> **Quoted passage**:

----------------------------------------

How life -changing would it be to think of our responsibilities as gifts? I remember how proud I was when I was growing up when I became old enough to be trusted to operate a lawn mower, or to babysit. Can you remember when a newborn baby or puppy or kitten was first placed in your arms? You KNEW that responsibility was a gift—how we embraced it and knew it for the privilege that was! Native wisdom aligns with Jesus’s teaching on the Beatitudes to insist that our special gift from God as humans made in God’s image is to embrace responsibility, service, and empathy rather than avoid them. To see the web of generosity that supports us, and to joyfully embrace our place as part of that web.

That is also the heart of stewardship. Our budget is about balance, too. Balance between our obligations and paying them yes. Balance between our expenses and our income. Balance between when we get from this community and how we support it to help it grow and witness. This too is a sacred balance. It is a balance that gives life, rather than takes. This responsibility, too is a GIFT.

A commitment to live lives of outstanding gratitude and generosity is woven into scripture—and into the lives of the saints we also celebrate today. They lived lives of abundant faithfulness and generosity—and if we don’t mean to be one too, as the song goes, then what are we doing here?

Too often our culture is predicated upon scarcity, and over and over again we hear a drumbeat warning us that we don’t have enough. That idea of scarcity makes everyone else a competitor in a mad scramble for power and wealth. But it is this simple: scarcity breeds fear, and fear strangles faith.

----------------------------------------

> **Extracted entries**:
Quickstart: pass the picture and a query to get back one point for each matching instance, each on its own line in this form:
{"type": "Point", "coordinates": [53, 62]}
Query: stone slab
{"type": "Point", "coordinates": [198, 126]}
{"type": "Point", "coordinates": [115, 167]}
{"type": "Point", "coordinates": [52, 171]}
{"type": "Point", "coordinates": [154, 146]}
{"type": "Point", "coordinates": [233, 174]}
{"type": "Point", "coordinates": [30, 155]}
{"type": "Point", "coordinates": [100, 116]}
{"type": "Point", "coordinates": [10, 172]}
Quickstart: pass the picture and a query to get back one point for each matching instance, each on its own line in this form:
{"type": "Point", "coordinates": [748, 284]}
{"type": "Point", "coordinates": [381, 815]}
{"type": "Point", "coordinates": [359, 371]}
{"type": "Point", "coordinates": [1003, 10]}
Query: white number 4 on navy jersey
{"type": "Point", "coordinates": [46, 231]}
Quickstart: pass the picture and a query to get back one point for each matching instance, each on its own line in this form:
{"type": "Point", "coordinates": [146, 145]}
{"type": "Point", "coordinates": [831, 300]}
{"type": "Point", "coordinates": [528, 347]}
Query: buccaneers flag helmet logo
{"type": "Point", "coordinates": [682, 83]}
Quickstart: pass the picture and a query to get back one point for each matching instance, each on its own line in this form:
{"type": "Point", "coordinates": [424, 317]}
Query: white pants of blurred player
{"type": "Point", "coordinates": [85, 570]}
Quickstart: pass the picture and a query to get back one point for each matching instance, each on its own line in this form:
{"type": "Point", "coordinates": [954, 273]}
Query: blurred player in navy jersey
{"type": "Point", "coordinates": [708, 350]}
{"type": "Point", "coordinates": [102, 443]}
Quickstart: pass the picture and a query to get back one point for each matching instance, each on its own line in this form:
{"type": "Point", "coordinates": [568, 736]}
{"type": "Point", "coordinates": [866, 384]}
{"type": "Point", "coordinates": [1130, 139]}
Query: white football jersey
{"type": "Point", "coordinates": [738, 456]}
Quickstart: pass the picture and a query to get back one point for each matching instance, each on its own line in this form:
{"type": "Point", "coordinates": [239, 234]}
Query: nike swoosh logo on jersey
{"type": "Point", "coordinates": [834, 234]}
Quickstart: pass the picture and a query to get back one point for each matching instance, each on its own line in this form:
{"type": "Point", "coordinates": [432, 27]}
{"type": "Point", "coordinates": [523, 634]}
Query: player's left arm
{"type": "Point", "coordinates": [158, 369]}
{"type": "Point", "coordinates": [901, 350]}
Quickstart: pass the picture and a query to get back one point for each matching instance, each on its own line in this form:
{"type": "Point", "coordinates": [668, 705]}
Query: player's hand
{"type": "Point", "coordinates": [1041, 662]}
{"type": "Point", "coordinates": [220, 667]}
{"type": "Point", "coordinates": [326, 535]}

----------------------------------------

> **Directions**:
A - Copy out word for word the part of the passage on stewardship above, starting with "A commitment to" and going on through "we doing here?".
B - Using the passage on stewardship above, answer yes or no for each statement and quote the exact words that decide it: (i) The passage says scarcity breeds fear. (ii) The passage calls the budget a balance that takes life rather than gives it. (iii) The writer recalls being old enough to be trusted to operate a lawn mower.

> **Responses by item number**:
A -
A commitment to live lives of outstanding gratitude and generosity is woven into scripture—and into the lives of the saints we also celebrate today. They lived lives of abundant faithfulness and generosity—and if we don’t mean to be one too, as the song goes, then what are we doing here?

B -
(i) Yes: "scarcity breeds fear, and fear strangles faith."
(ii) No: "It is a balance that gives life, rather than takes."
(iii) Yes: "when I became old enough to be trusted to operate a lawn mower"